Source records

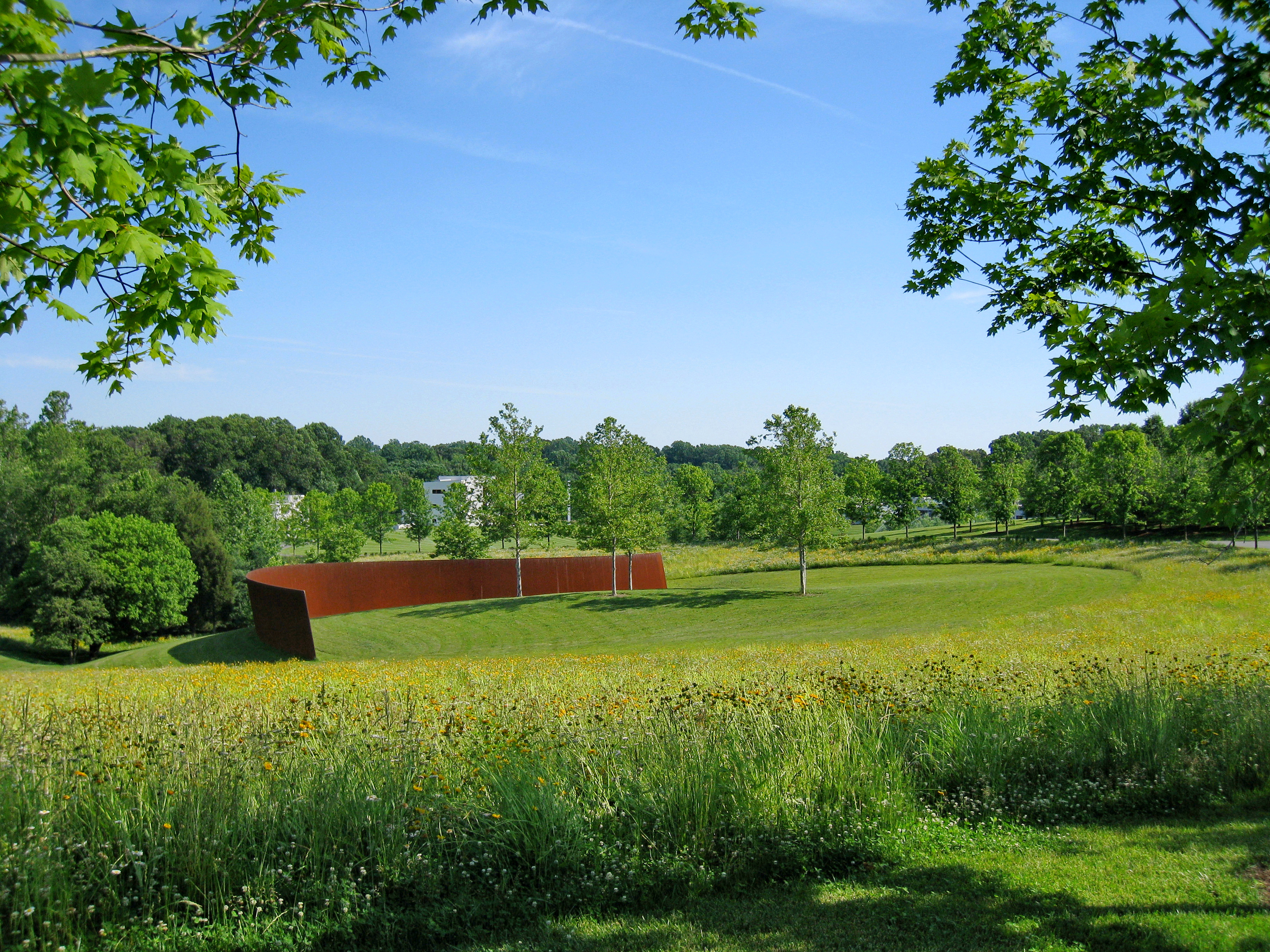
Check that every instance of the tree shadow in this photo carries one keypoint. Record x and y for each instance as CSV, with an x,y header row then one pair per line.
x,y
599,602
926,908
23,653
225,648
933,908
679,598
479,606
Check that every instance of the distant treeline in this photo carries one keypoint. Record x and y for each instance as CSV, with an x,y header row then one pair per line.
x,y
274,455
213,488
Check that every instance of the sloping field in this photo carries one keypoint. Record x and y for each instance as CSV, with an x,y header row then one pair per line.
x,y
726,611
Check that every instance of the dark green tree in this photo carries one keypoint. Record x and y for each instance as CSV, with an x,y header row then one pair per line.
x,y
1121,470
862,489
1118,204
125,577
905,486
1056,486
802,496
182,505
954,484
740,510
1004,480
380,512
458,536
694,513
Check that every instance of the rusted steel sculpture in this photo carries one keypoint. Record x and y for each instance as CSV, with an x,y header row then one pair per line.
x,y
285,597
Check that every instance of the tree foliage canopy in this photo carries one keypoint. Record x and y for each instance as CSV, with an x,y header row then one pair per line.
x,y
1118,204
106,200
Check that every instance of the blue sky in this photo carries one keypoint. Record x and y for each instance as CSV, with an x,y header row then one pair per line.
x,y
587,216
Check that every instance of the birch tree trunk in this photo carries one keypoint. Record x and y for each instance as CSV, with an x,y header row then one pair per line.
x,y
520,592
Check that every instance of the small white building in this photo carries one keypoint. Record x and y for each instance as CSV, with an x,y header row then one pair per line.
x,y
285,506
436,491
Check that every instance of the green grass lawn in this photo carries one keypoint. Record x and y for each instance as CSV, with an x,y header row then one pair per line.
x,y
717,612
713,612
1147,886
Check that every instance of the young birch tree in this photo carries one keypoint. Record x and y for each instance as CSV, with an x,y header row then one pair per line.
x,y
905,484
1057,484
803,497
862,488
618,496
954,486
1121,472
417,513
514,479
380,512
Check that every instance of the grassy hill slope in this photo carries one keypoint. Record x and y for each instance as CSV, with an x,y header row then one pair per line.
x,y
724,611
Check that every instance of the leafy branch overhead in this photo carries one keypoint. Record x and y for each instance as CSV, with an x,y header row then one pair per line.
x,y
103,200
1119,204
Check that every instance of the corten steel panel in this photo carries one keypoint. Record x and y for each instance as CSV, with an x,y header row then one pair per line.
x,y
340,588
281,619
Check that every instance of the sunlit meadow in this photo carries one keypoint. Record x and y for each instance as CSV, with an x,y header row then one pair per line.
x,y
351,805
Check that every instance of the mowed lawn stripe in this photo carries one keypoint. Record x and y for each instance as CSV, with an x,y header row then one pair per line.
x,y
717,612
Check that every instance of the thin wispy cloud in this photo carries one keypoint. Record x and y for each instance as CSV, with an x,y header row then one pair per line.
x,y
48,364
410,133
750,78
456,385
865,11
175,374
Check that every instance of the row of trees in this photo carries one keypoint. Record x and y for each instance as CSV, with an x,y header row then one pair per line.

## GIVEN REQUEST
Set the listing down in full and exactly. Pictures within it should not appear in the copy.

## ANSWER IN FULL
Check that every instance of the tree shadow in this photo carries one keypoint. Record x and y for each instance as CSV, with an x,y header row then one pair per line.
x,y
599,602
926,908
23,653
225,648
933,908
679,598
479,606
Check that every instance of the distant treeline in this photo carries one keypoint. Record x and y for each instance as CSV, with an x,y header row then one pair per line.
x,y
274,455
213,488
Check that every instance of the sloping field in this photo carries one keypoint. Record x and y for each instance as CSV, with an x,y header row then one pair per line.
x,y
726,611
Check that every instance of the dark green tree in this photo carries one keypoint. Record x and y for each instance as CSV, with an x,y header row then one pair per line.
x,y
1121,470
862,489
1118,204
125,577
905,486
1056,486
802,496
182,505
954,484
740,510
1004,480
380,512
458,536
694,513
Check that every instance of the rusted steel sculpture in this photo carries one keypoint. Record x and y for each instance as CSV, with an x,y header row then one pair per line.
x,y
285,597
Check that every instance of the tree foliage canopy in this photo carries one keypoint. Record x and y for each instance as CSV, with an x,y header row then one pair per line.
x,y
1118,204
106,200
Check that every instance of the blue sky in this photo carries one keypoint. Record x and y for each instance as CSV, with an x,y header row then one pair per line.
x,y
587,216
Check that every instance of the birch tree trunk in this photo carries one keypoint. Record x and y for each instance as CSV, with an x,y header row then one pair per line.
x,y
520,592
Check that every instance of the small white building in this photo carries one keypoint. Record x and y for each instance as CSV, with an x,y header row then one pair per line.
x,y
285,506
436,491
Check that every instance of the green grass lawn in this photo carries one keypoint. Record x and y for each instance as CSV, with an x,y header row then one pair per line.
x,y
717,612
713,612
1147,886
Check that every instance of the young birch tree in this photo carries one keypoint. Record x and y for each instance as CSV, with an x,y header row then one pair per line.
x,y
905,484
1057,484
803,497
862,488
618,496
954,486
1121,472
417,513
514,479
380,512
Check that every instance of the grassy hill slope in this photo carries one keypoint. Record x and y for each instance as CSV, with an x,y header row then one pair per line.
x,y
724,611
Check that every instance of the leafy branch overhead in this photo carries one keypoint. Record x and y for each instance as CSV, with an x,y header row then one pair per line.
x,y
103,200
1119,204
Check that every instance of the corten steel panel in this photo carries one keypoint. Record x and y for each instance as CSV, with an x,y header row then one pair per line.
x,y
340,588
281,619
Check that every instance of the sunlit meadow in this photo carries one keypoint. Record x and y for each instance as CSV, with an x,y header row then one pair per line.
x,y
351,805
Check that every instance of the mowed lawn stripe in this photo carries one keypoint. Record x and y for each instance as CSV, with an x,y header row then one pair per line.
x,y
717,612
Check that every instance of the thin wispy cloud in this photo carries one keypoint. Record x and y for each instance as CSV, with an x,y header row then one pair per line.
x,y
48,364
410,133
750,78
456,385
865,11
175,374
Check that every instance of the row of trees in this photo carries one keypoint. Record x and y for each instance as CSV, with an x,y header row then one pair per line.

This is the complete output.